▶ Required task
Write out everything in the data from the line containing "Tight boxes only — no extra padding. Annotate the boy's black" down to the line containing "[266,183,541,454]", both included, with "Annotate" changed to "Outline" and nothing else altered.

>> START Working data

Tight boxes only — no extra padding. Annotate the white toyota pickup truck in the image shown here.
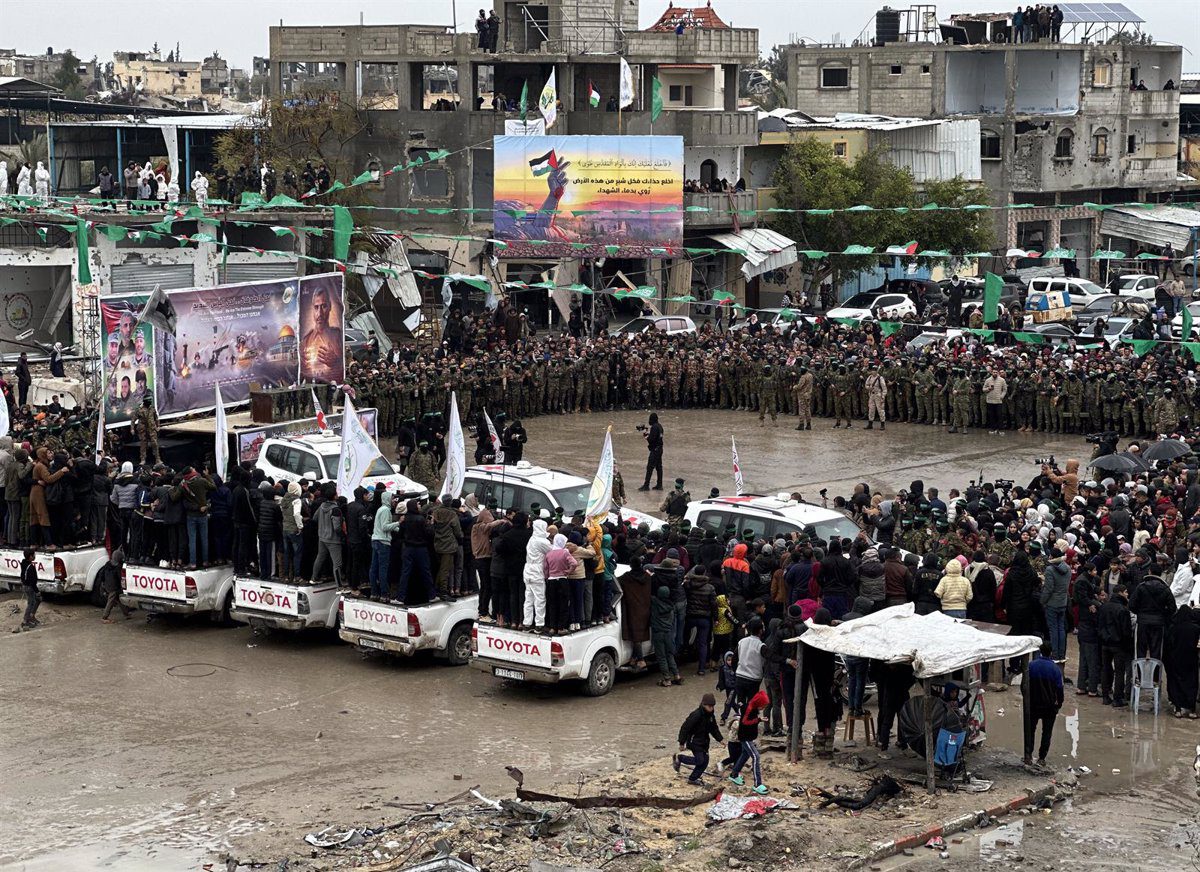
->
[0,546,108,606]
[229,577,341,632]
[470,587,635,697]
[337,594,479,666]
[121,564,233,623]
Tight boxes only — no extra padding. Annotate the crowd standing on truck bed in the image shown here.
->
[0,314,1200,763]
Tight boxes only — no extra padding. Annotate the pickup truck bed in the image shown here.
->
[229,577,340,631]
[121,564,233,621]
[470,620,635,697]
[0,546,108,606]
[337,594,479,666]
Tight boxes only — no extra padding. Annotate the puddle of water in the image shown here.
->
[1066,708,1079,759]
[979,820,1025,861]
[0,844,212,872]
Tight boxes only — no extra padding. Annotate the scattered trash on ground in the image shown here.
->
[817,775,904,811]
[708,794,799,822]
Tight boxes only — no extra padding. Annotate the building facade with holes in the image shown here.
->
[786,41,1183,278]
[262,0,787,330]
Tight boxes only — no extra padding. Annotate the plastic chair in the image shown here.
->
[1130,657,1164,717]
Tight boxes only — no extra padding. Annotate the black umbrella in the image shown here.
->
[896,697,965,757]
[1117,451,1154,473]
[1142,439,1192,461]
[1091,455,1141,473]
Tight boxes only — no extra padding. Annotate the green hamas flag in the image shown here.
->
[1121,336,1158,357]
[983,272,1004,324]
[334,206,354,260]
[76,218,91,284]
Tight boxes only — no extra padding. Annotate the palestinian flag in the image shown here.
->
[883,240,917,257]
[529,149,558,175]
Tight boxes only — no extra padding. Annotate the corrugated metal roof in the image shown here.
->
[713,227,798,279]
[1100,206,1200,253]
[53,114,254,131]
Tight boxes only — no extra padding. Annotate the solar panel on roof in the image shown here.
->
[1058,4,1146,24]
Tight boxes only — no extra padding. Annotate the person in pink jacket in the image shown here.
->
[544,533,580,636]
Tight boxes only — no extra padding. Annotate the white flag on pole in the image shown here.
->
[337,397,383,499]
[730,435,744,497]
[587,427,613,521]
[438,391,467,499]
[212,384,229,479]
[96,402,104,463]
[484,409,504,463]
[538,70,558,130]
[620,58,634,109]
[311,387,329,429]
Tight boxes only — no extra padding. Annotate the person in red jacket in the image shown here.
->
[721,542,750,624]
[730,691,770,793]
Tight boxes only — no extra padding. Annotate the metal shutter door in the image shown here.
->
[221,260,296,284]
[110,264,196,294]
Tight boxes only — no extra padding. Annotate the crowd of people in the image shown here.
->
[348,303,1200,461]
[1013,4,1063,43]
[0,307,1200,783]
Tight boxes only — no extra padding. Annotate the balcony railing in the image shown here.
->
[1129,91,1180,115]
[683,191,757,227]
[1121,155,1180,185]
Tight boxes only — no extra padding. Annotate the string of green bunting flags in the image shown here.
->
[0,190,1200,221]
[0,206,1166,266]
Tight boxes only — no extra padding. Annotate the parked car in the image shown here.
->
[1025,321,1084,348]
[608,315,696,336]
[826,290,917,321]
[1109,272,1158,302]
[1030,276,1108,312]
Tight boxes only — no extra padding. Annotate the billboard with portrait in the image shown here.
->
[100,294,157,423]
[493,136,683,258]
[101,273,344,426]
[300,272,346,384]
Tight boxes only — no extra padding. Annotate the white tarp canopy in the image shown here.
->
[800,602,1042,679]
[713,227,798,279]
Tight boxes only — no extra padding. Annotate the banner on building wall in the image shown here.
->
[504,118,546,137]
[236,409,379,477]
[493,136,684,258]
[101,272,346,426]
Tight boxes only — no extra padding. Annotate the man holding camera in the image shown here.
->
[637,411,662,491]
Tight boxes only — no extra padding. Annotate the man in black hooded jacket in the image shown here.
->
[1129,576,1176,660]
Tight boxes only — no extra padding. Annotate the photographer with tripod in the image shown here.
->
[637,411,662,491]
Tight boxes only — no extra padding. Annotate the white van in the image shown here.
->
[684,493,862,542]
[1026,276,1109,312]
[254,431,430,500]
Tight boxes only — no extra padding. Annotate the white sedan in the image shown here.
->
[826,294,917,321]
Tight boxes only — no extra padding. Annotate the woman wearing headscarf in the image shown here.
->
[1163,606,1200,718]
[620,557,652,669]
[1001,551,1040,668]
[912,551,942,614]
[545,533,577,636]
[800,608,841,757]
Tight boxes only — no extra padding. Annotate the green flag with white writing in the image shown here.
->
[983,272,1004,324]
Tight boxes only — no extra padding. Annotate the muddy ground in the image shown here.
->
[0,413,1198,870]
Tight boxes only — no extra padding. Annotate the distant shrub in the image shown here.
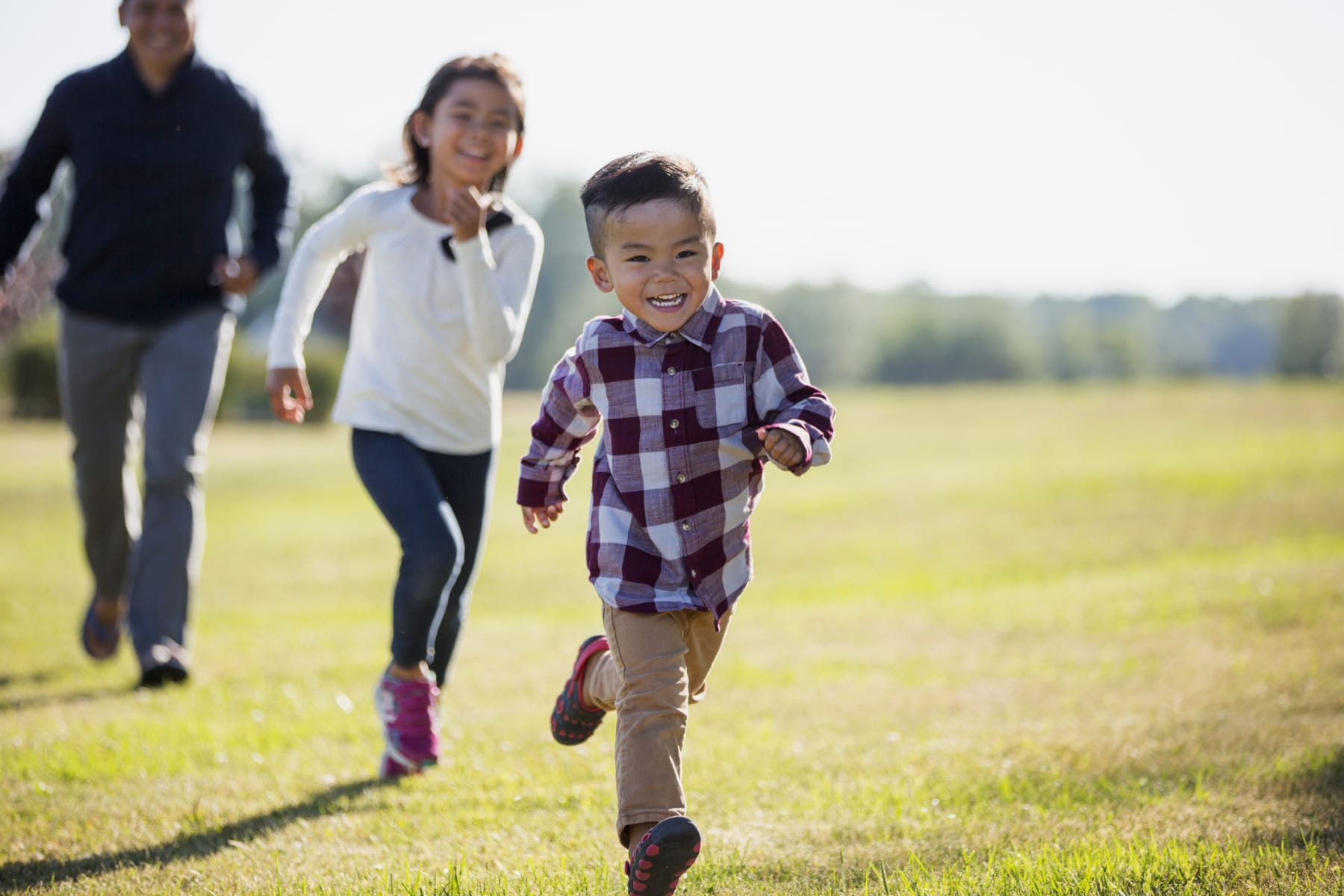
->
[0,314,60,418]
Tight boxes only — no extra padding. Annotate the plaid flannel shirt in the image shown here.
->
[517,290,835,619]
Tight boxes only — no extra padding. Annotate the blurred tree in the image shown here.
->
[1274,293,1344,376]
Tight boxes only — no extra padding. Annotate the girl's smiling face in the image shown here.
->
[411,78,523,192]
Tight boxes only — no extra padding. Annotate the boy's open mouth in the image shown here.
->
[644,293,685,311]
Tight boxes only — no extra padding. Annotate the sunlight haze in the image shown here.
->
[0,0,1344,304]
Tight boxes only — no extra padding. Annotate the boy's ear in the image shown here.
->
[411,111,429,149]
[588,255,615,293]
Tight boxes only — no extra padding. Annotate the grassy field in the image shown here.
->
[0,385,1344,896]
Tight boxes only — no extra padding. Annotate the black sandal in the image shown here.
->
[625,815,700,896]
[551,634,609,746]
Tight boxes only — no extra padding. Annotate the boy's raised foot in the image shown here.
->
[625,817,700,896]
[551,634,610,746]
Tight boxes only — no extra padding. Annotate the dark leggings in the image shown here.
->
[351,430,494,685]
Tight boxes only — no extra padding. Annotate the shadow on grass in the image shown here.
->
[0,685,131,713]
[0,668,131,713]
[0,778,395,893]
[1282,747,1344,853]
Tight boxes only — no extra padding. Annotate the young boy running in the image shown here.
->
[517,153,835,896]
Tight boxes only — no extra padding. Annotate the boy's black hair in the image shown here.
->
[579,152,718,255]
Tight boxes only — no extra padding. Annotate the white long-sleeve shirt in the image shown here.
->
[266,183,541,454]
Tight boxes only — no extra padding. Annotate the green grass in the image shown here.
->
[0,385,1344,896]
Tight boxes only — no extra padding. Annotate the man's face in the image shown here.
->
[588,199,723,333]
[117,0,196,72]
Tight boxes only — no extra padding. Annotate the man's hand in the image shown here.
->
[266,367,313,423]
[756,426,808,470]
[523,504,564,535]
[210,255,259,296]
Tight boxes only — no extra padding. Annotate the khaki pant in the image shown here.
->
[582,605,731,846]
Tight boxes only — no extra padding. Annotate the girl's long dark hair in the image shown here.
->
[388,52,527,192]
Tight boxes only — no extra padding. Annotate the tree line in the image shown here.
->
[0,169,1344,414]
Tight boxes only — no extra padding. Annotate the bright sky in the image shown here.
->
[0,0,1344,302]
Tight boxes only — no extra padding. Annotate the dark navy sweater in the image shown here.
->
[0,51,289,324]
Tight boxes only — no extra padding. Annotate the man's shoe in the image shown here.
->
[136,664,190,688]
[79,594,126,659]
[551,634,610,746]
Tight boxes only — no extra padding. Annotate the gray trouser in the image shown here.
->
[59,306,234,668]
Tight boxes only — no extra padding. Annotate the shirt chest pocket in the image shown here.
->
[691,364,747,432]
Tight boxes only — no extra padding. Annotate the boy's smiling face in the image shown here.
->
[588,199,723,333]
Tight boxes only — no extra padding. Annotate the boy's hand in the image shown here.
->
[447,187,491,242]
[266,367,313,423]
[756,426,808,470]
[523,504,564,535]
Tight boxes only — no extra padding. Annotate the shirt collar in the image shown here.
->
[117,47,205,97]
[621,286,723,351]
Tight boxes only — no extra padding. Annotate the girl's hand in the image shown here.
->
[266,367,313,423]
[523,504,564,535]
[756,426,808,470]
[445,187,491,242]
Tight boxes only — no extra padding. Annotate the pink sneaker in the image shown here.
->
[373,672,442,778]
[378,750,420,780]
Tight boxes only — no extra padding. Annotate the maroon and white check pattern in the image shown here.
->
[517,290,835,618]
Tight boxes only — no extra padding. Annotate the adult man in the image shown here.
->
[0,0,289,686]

>> END Working data

▶ Written answer
Tight boxes only — no extra padding. Outline the boy's black hair in the image shown here.
->
[579,152,718,255]
Tight boxes only — no extra padding. Outline the white long-sleeve shirt in the image shown here.
->
[266,183,541,454]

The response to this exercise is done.